Take the material below and output exactly the run of lines from the one containing "Query: eyebrow" down to the one containing "column 192, row 165", with both included.
··· Dataset records ···
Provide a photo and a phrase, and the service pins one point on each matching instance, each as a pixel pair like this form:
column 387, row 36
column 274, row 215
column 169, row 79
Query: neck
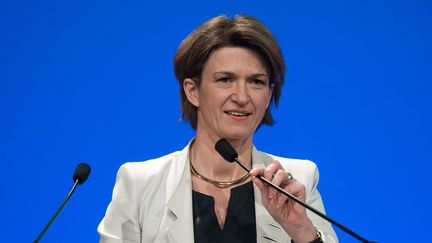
···
··· Dataset records ···
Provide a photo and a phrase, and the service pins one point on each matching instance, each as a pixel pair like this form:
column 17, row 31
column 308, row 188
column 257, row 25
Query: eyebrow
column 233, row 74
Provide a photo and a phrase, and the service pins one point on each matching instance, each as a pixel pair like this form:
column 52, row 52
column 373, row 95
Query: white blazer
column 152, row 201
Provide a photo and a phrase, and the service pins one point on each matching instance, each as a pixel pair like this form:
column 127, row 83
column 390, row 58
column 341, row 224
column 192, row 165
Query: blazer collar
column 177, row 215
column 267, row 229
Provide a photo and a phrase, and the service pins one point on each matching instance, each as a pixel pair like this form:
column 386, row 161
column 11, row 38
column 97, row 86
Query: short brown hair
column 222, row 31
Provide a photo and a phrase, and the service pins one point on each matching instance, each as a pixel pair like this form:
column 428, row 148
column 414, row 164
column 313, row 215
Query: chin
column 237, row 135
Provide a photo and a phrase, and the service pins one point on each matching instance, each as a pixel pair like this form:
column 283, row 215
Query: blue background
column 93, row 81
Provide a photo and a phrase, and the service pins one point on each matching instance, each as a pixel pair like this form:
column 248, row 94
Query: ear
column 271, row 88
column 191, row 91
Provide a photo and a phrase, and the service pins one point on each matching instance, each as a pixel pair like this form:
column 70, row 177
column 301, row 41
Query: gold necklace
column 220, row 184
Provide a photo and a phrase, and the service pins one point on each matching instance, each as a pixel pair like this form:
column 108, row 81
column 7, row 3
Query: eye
···
**Output of the task**
Query: eyebrow
column 233, row 74
Provide a photo and a phrase, and the service pins one point on each matching instance, each as a pixel pair like this form:
column 52, row 52
column 373, row 95
Query: white blazer
column 152, row 201
Provide a photo and a phrase, and the service pins one point on each matching instance, each as a pixel pair like this form:
column 127, row 83
column 390, row 58
column 341, row 224
column 192, row 165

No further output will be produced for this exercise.